### Given entries

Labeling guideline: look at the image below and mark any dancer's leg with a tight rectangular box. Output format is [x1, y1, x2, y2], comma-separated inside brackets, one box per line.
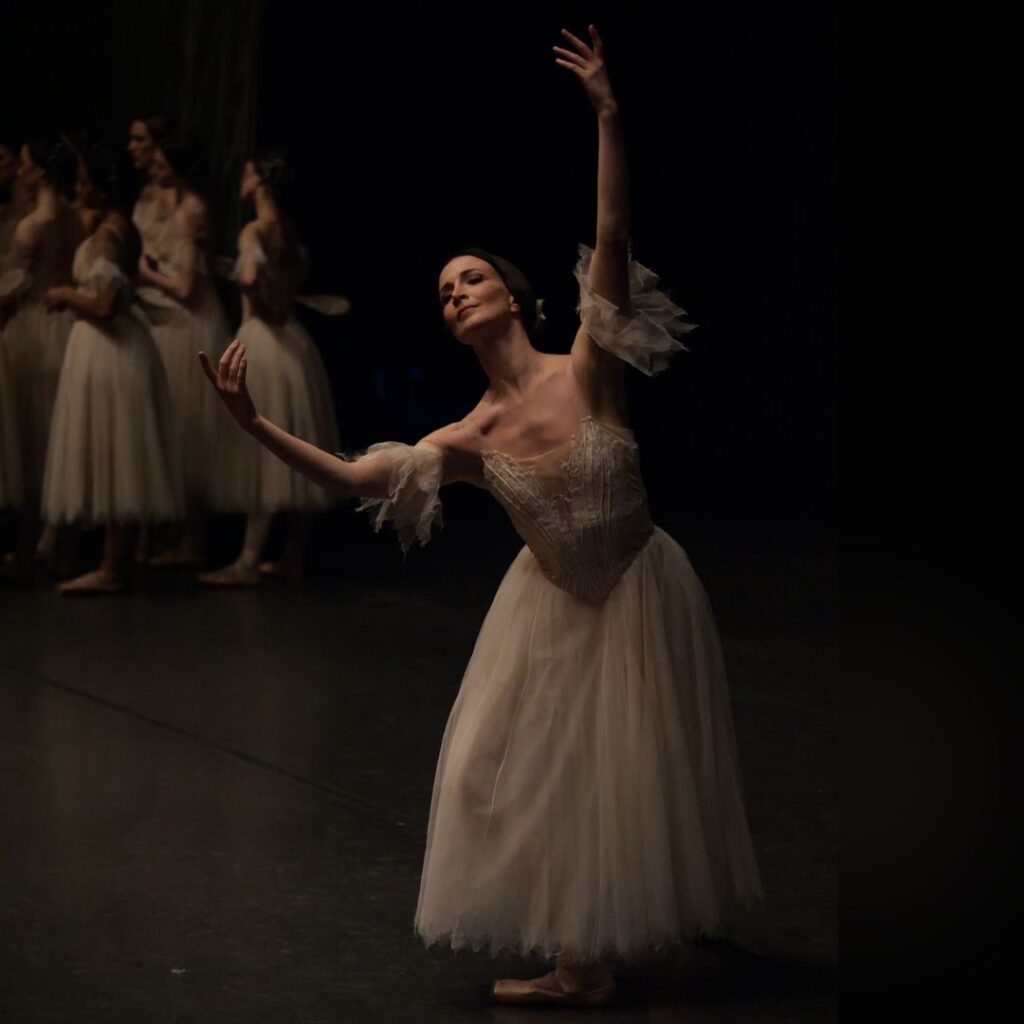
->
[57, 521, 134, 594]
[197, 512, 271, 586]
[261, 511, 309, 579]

* * *

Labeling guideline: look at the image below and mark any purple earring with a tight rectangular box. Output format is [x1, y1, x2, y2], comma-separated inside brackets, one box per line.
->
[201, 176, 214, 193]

==

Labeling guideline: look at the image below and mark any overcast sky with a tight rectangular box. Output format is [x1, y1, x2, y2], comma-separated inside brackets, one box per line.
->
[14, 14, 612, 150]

### Work to complete
Looking at the entries above, say how many lines contain the word "rectangular". Only the number is wanted.

### Solution for this problem
3